- ACTIVITY -
Work out how many lines in the records contain the word "this", and give that number alone.

- MATERIAL TO PROCESS -

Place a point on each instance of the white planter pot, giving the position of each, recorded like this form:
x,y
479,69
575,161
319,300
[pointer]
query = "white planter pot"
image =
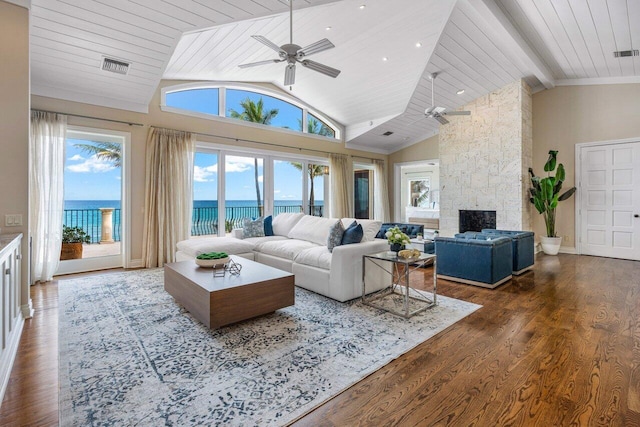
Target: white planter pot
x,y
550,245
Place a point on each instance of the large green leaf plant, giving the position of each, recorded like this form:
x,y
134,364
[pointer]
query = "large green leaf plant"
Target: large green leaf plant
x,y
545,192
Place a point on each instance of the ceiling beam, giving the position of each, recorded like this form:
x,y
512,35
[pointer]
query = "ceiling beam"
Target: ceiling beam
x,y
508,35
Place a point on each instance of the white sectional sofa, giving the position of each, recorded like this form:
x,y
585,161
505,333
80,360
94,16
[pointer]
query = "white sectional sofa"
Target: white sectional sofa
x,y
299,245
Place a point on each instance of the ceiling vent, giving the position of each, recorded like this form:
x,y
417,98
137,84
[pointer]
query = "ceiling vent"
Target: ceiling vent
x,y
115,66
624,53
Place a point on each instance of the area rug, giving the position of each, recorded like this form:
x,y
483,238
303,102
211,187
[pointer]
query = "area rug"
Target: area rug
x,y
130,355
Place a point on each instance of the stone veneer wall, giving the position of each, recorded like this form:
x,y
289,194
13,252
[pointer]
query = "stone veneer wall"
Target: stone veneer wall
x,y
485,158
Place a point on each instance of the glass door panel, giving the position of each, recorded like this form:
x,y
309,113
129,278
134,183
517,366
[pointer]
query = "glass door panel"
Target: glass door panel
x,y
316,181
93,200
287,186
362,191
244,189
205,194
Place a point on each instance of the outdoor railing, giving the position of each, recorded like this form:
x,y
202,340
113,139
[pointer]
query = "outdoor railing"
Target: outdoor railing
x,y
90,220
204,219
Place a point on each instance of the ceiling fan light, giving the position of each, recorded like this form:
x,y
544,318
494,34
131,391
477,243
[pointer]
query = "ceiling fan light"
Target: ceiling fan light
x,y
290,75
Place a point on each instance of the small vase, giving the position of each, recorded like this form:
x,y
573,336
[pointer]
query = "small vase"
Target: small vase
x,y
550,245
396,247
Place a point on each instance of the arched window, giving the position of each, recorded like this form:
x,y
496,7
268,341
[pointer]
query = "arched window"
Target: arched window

- OUTPUT OF THE EXERCISE -
12